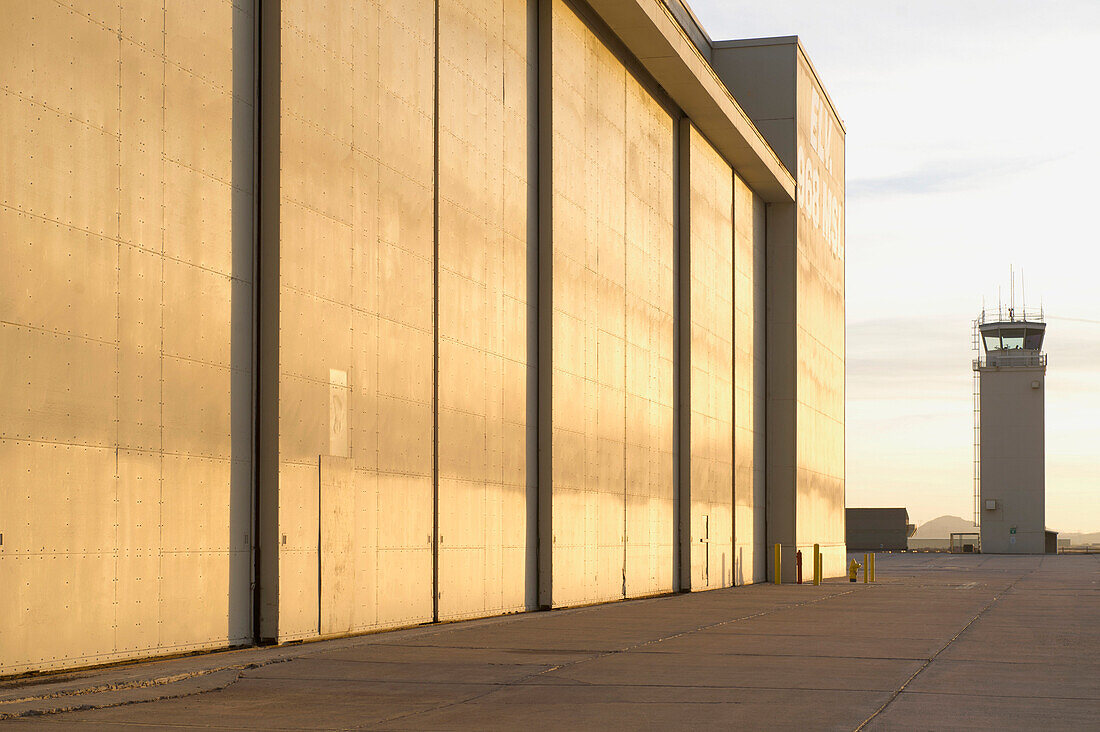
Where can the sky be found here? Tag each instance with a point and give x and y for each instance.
(971, 146)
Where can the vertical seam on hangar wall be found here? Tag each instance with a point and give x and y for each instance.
(681, 359)
(254, 498)
(160, 359)
(733, 377)
(545, 90)
(118, 335)
(531, 421)
(435, 324)
(266, 458)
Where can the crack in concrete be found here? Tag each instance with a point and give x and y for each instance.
(945, 646)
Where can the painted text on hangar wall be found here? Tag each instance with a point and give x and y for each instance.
(821, 337)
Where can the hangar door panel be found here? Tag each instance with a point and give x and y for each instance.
(337, 532)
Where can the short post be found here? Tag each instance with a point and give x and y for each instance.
(817, 564)
(779, 559)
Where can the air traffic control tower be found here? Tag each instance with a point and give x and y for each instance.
(1011, 374)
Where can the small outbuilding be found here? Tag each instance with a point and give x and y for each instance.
(878, 530)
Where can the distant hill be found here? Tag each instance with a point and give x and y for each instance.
(1080, 539)
(943, 527)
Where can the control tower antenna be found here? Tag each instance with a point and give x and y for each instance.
(1012, 292)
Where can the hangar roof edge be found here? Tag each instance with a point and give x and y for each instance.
(652, 34)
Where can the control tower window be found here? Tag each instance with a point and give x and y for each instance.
(1034, 339)
(1012, 338)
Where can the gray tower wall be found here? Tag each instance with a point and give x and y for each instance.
(1012, 460)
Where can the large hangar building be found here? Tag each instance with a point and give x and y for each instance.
(325, 318)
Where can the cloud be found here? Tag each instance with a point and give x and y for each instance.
(946, 176)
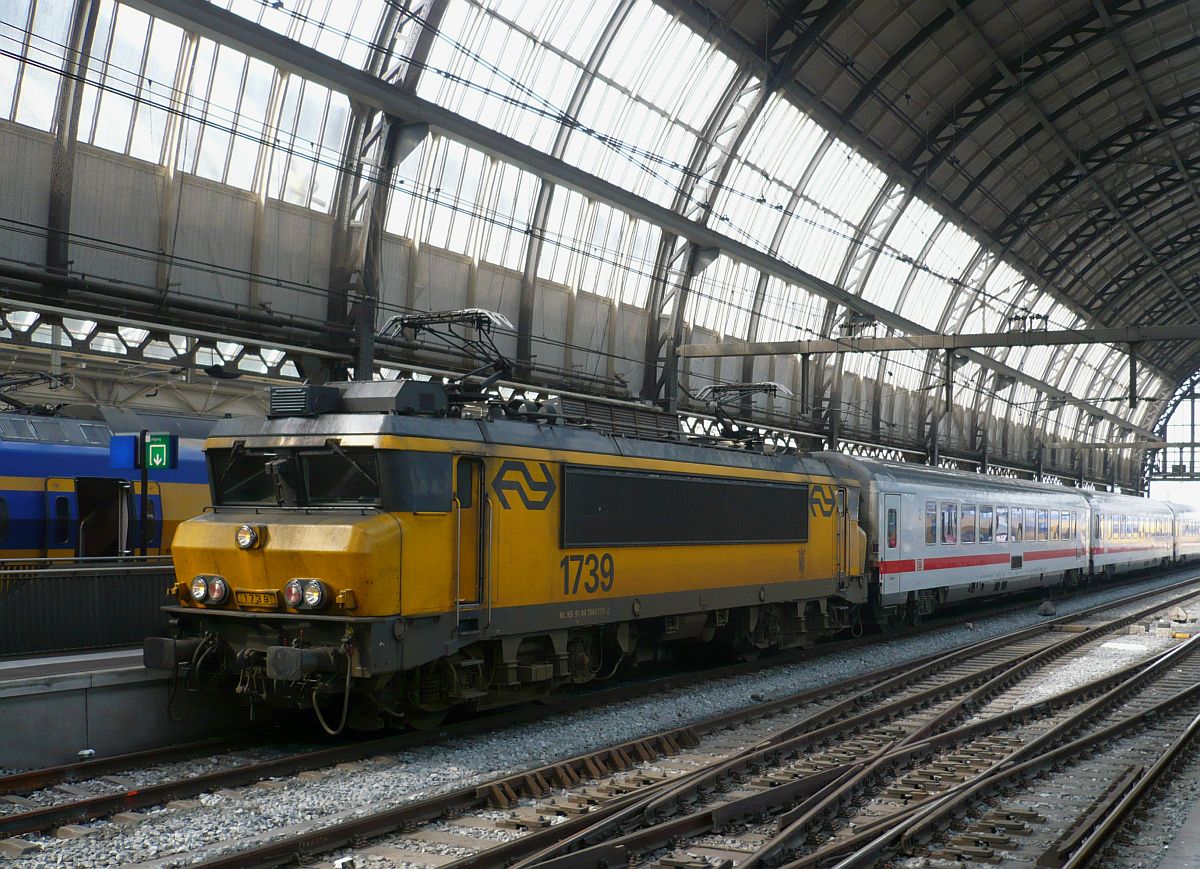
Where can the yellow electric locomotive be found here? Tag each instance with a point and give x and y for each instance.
(396, 549)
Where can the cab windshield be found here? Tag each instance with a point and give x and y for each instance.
(295, 477)
(330, 475)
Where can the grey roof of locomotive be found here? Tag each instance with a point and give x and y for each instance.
(517, 433)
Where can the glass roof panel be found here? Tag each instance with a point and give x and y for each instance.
(342, 30)
(485, 69)
(641, 118)
(761, 181)
(568, 25)
(721, 297)
(616, 258)
(789, 312)
(893, 269)
(823, 223)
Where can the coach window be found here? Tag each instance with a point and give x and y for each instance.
(967, 527)
(949, 522)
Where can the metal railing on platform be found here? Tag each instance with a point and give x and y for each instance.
(72, 604)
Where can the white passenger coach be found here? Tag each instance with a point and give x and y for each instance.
(940, 537)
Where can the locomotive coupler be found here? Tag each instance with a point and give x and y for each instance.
(165, 652)
(289, 664)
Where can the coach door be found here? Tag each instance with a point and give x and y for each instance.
(891, 532)
(469, 535)
(843, 545)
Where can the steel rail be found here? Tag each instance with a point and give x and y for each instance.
(1113, 687)
(820, 792)
(1132, 799)
(124, 801)
(336, 835)
(935, 814)
(797, 825)
(35, 779)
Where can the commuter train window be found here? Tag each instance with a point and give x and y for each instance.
(966, 529)
(985, 516)
(61, 520)
(949, 522)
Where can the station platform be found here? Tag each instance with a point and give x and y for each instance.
(53, 707)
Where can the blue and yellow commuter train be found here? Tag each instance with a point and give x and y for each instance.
(389, 551)
(61, 498)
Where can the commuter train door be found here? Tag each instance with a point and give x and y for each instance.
(891, 550)
(60, 529)
(153, 520)
(469, 534)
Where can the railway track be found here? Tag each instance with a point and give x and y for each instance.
(915, 696)
(637, 798)
(40, 799)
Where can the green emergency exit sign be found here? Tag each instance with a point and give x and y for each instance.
(161, 451)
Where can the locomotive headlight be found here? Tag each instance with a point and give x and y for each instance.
(293, 593)
(199, 589)
(313, 594)
(217, 589)
(246, 537)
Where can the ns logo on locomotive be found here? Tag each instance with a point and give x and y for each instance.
(389, 551)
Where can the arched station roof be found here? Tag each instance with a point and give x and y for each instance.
(947, 166)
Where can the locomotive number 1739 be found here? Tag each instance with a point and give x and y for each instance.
(594, 573)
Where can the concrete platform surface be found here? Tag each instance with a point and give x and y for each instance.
(54, 707)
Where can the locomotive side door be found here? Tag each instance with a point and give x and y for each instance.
(469, 534)
(843, 546)
(892, 559)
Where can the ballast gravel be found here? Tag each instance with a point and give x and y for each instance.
(234, 820)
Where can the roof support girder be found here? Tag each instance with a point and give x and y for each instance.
(945, 342)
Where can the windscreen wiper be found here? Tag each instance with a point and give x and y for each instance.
(335, 447)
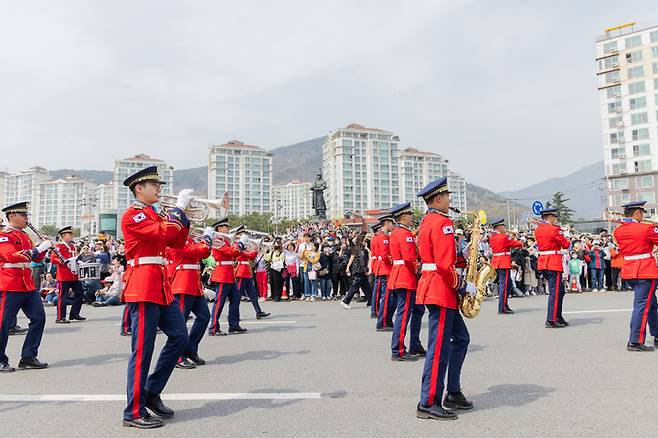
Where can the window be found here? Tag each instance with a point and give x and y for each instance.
(640, 134)
(637, 102)
(641, 149)
(633, 41)
(634, 56)
(636, 87)
(639, 118)
(644, 182)
(635, 72)
(620, 184)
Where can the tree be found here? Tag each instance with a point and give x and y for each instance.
(564, 213)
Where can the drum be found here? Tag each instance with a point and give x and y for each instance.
(89, 271)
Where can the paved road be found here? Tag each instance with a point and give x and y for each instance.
(525, 380)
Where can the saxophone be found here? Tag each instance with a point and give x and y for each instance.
(478, 270)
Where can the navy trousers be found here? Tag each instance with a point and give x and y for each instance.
(30, 303)
(222, 292)
(555, 295)
(446, 350)
(63, 292)
(198, 306)
(503, 289)
(645, 310)
(408, 314)
(387, 305)
(146, 319)
(246, 286)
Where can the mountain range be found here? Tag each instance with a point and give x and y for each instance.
(302, 160)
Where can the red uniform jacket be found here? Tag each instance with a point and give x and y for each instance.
(381, 253)
(186, 277)
(405, 260)
(636, 242)
(225, 257)
(244, 258)
(147, 234)
(550, 239)
(63, 271)
(436, 245)
(502, 245)
(15, 248)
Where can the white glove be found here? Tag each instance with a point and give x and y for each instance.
(184, 198)
(45, 245)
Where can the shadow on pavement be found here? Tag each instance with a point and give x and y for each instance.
(510, 395)
(253, 355)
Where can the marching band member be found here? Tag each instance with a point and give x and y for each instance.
(438, 290)
(402, 283)
(636, 241)
(501, 246)
(188, 290)
(67, 278)
(17, 287)
(148, 295)
(223, 280)
(244, 275)
(383, 270)
(550, 241)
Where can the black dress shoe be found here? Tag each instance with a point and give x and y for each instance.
(154, 403)
(145, 422)
(236, 330)
(196, 360)
(457, 400)
(408, 357)
(434, 412)
(185, 365)
(31, 363)
(6, 368)
(634, 346)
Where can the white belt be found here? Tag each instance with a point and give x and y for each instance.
(147, 261)
(634, 257)
(16, 265)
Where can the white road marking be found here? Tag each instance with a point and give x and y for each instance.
(178, 397)
(575, 312)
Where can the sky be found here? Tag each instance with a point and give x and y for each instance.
(505, 90)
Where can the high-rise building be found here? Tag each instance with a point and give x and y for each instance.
(417, 169)
(64, 202)
(292, 200)
(627, 70)
(361, 168)
(245, 173)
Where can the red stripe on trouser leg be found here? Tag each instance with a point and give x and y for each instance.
(645, 314)
(139, 352)
(557, 295)
(403, 324)
(218, 300)
(436, 358)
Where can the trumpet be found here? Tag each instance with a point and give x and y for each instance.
(197, 211)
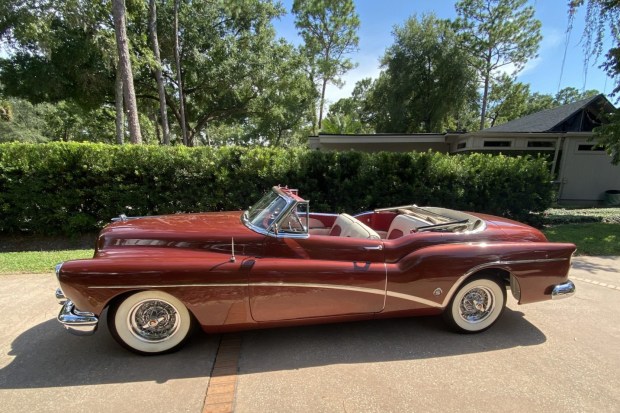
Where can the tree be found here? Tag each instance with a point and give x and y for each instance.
(602, 17)
(124, 61)
(355, 109)
(329, 30)
(499, 34)
(163, 109)
(177, 62)
(508, 100)
(424, 82)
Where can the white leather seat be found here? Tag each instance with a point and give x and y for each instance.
(347, 226)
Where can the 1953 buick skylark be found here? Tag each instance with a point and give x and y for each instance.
(278, 264)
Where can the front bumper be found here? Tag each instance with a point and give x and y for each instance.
(563, 290)
(77, 322)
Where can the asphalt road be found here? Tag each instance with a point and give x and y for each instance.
(544, 357)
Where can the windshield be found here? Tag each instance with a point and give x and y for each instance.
(266, 210)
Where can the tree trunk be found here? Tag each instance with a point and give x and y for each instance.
(177, 58)
(120, 114)
(485, 93)
(322, 102)
(163, 112)
(120, 29)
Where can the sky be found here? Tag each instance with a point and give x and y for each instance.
(544, 74)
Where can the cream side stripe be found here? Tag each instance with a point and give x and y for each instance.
(294, 285)
(365, 290)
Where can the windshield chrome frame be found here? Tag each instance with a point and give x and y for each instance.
(270, 231)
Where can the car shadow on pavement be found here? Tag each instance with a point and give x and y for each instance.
(377, 341)
(48, 356)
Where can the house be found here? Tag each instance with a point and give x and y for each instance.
(584, 171)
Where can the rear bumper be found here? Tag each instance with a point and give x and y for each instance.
(76, 322)
(563, 290)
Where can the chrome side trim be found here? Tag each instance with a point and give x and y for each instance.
(500, 262)
(166, 286)
(77, 322)
(563, 290)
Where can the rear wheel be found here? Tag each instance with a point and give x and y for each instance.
(476, 306)
(150, 322)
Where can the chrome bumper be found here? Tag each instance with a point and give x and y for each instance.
(563, 290)
(77, 322)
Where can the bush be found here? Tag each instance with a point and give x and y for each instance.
(69, 188)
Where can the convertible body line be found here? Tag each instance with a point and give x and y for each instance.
(278, 264)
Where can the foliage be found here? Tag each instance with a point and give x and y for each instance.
(424, 82)
(234, 70)
(509, 100)
(497, 33)
(72, 188)
(555, 216)
(329, 30)
(591, 239)
(602, 17)
(352, 114)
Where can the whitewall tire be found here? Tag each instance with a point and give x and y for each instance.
(476, 306)
(150, 322)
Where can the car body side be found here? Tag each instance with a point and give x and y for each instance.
(232, 278)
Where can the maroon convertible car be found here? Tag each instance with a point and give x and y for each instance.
(279, 264)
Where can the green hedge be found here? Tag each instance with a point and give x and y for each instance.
(69, 188)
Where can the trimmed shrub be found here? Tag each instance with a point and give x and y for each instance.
(70, 188)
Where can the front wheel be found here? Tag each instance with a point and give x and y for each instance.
(476, 306)
(149, 322)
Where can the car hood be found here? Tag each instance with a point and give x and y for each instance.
(213, 232)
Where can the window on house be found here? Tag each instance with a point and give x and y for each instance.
(583, 147)
(541, 144)
(497, 144)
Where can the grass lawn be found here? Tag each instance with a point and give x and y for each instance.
(38, 261)
(596, 238)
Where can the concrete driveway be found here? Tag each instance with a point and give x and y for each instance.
(551, 356)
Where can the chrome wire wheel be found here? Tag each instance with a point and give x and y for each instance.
(153, 320)
(149, 322)
(476, 305)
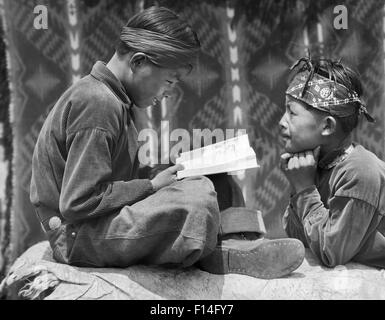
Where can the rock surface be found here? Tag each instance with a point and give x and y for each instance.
(37, 276)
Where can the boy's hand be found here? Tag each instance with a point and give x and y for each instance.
(300, 168)
(166, 177)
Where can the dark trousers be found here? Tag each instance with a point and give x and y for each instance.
(178, 225)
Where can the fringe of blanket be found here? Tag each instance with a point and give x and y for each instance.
(36, 285)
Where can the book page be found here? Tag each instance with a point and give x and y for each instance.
(226, 156)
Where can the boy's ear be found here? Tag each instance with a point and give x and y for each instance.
(329, 126)
(137, 60)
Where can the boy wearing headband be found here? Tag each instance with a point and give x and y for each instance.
(85, 186)
(338, 187)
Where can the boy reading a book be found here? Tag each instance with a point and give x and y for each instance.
(337, 203)
(85, 187)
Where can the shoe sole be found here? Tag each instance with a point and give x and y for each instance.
(273, 259)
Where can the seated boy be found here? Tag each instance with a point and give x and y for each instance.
(338, 200)
(85, 186)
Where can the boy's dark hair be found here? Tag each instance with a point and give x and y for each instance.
(344, 75)
(162, 35)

TASK PROMPT:
What you return must be the line that contains "Where can the boy's ear" followed by every remaining line of the material, all exactly as written and nothing more.

TASK RESPONSE:
Where can the boy's ear be found here? Tag each instance with a point and give x and y for each instance.
(329, 126)
(137, 60)
Where can the boy wearing headband be found here? Tag each instance with a point and give x and y for each instance.
(85, 186)
(338, 187)
Where can the boy reading a book be found here? Tag each instance with a point and give x and y for each instance.
(337, 203)
(85, 187)
Where can the shoe sole be found here? Tag each instance with a point and give x and y for each instance.
(273, 259)
Where can the seated boy be found here? Tag each instance with a point and give x and y for each instance.
(338, 200)
(85, 186)
Where can the boy's dark hair be found here? Tag each instance with a point and give x and y for each instance.
(344, 75)
(162, 35)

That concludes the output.